**Given task**: Can you print every record below exactly as written?

**Records from a data source**:
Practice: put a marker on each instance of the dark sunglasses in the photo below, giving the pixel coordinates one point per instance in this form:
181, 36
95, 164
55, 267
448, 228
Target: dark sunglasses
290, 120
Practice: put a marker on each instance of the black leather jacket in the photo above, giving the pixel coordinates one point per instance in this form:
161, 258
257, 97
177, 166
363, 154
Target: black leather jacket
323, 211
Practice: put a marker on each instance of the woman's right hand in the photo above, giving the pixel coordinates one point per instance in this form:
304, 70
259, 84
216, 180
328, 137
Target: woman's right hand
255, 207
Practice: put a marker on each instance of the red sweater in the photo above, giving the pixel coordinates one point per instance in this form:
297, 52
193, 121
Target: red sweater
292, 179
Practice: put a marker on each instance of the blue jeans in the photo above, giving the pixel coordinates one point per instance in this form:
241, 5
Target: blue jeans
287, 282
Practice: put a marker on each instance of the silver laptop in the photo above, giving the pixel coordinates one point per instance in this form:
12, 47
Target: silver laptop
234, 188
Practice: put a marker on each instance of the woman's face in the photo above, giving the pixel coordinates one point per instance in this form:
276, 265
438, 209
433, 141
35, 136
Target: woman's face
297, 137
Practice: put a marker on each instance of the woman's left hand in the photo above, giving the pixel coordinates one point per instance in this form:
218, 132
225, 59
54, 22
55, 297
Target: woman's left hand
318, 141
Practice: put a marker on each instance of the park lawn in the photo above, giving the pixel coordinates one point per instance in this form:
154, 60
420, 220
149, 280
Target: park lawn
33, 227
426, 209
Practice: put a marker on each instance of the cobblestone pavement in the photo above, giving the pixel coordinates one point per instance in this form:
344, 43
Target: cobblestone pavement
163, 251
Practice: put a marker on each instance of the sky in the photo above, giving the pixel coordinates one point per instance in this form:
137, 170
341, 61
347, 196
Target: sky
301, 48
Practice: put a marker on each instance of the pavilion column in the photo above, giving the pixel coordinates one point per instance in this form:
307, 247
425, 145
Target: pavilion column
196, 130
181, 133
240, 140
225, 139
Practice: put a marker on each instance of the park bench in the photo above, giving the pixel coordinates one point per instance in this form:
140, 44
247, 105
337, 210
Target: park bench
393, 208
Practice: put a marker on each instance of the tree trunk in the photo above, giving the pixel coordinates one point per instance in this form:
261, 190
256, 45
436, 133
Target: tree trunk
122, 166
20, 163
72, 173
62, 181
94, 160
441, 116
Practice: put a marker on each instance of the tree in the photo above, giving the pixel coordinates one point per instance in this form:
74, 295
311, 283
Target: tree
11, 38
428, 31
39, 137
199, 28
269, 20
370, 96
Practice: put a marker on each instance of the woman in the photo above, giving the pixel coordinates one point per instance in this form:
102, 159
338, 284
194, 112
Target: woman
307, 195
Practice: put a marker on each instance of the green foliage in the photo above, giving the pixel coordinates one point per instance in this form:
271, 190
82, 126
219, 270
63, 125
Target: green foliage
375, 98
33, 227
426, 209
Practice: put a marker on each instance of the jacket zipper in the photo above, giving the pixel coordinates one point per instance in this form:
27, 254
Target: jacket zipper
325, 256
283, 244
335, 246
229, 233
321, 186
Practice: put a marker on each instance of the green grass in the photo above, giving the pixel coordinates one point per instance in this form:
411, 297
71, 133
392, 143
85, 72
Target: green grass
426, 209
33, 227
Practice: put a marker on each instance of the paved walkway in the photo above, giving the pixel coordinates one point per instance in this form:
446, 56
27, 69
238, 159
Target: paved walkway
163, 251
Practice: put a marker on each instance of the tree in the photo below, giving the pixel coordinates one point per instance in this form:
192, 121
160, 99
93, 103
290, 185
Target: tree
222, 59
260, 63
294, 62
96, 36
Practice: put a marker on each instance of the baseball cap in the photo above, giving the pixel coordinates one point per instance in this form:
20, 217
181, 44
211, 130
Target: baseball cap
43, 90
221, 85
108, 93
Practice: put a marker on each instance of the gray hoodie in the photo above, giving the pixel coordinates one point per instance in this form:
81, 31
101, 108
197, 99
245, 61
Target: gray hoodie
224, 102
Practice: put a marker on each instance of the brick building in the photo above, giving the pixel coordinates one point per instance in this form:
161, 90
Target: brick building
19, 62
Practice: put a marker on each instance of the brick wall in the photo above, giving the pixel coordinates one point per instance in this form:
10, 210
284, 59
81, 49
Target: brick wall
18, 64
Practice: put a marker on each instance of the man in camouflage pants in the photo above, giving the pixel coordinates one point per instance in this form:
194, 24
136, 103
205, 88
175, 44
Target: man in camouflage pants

**Answer below**:
Practice: put a marker on each instance of the dark sunglasses in the photo below, giving the pixel coordinates one point per instance in this form:
181, 36
95, 164
55, 267
448, 228
Target: dark sunglasses
290, 120
Practice: put a marker on each instance of the black leather jacket in the photo above, giving the pixel coordinates one point per instance in this form:
161, 258
257, 97
177, 166
363, 154
Target: black leather jacket
323, 211
Practice: put a marker on each instance of the woman's right hand in the photo above, giving the pixel coordinates one point per instance in this form:
304, 70
259, 84
216, 180
328, 137
Target: woman's right hand
255, 207
Practice: put a marker on each instance of the red sweater in the photo above, giving the pixel coordinates one point per instance in this form:
297, 52
193, 121
Target: red sweater
292, 179
Practice: put a marker on each instance of the blue jeans in the photo above, giving the pixel coordinates one point per instance in this form:
241, 5
Target: blue jeans
287, 282
Practice: put a marker on each instance of the silver laptop in the photo above, giving the pixel coordinates one point per instance in this form:
12, 47
Target: silver laptop
234, 188
Practice: put a marker on each instance of the woman's face in the photo above, giving the pixel coordinates one point per instance in this form:
276, 265
438, 209
433, 141
35, 136
Target: woman's face
297, 137
Practice: put a marker on each instance of the woman's left hand in the photo above, giving the pixel coordinates one point per instance in this form:
218, 132
225, 59
54, 22
55, 297
Target: woman's left hand
318, 141
Practice: put a marker on each instance of the park lawn in the photo above, giving the pixel coordinates one point per instance in this form:
154, 60
420, 220
149, 280
Target: park lawn
33, 227
426, 209
Practice: put a marker on each instance of the cobblestone pavement in the photo above, giving the pixel coordinates one point per instance in this form:
344, 43
Target: cobblestone pavement
163, 251
Practice: put a marker on each instance of the sky in the photo above, giving the pixel coordinates one point per instance in this form:
137, 170
341, 61
347, 196
Target: sky
301, 48
Practice: put a marker on each instance of the pavilion column in the photo above, giving the pixel coordinates one point per instance in this form:
307, 247
425, 145
Target: pavilion column
196, 130
181, 133
240, 140
225, 139
Practice: put a marker on each instance of the park bench in the photo above, giving the pixel coordinates one point per instance in this form:
140, 44
247, 105
337, 210
Target: park bench
393, 208
Practice: put a marker on each instance of the tree trunk in the photo above, giving the pixel coordinates one point per instance in this form:
261, 190
256, 45
436, 133
Target: tree trunk
122, 166
20, 163
72, 173
62, 181
94, 160
441, 116
Practice: put a marker on each instance of the tree in the photo above, giving the pixel coordinates one point per instance in this form:
74, 295
311, 283
Target: tree
11, 38
428, 31
39, 137
199, 28
269, 20
370, 96
Practice: put a marker on each instance of the woman in the photo above, giving the pixel coordinates one point per instance in this form:
102, 159
338, 284
194, 112
Target: woman
307, 195
Practice: put a marker on each instance of the green foliage in the photo above, giving the pixel coordinates one point per instance in this form:
271, 190
82, 126
219, 270
63, 125
Target: green foliage
375, 98
33, 227
426, 209
Practice: put a marker on each instance of the jacket zipper in the photo above, giving the pixel coordinates one point per instance in this form:
27, 254
Target: jacket zipper
325, 256
283, 244
335, 246
229, 233
321, 186
Practice: put a marker on each instance of the green grass in the photo above, giving the pixel coordinates one point per instance in this form:
411, 297
71, 133
392, 143
85, 72
Target: green grass
426, 209
33, 227
Practice: put a marker on each instance of the paved walkway in the photo above, giving the pixel coordinates one point per instance in this form:
446, 56
27, 69
238, 159
Target: paved walkway
163, 251
Practice: put a marker on each instance of the tree in the photo below, giving the pixel coordinates one point per instance in this form:
192, 121
160, 99
93, 103
290, 185
Target: tree
222, 59
260, 63
294, 62
96, 36
Practice: put a marker on each instance of the baseball cap in the photo above, giving the pixel coordinates one point per instance in this form:
20, 217
181, 44
211, 130
Target: baseball cap
43, 90
221, 85
108, 93
Practice: put a marker on each instance of the gray hoodie in the photo above, giving the pixel coordinates one point per instance in this form:
81, 31
101, 108
197, 99
245, 61
Target: gray hoodie
224, 102
Practice: put a marker on each instance of the brick building in the photo above, giving the pixel coordinates one point per instance in this form:
161, 90
Target: brick building
19, 62
Practice: put a marker on each instance of the brick wall in the photo above, giving the pixel coordinates one point per instance in this form:
10, 210
284, 59
81, 49
Target: brick wall
18, 64
Practice: put a marker on each instance of the man in camouflage pants in the photo above, giving the pixel coordinates one point per instance in this form:
194, 24
136, 103
205, 88
175, 44
Target: man in camouflage pants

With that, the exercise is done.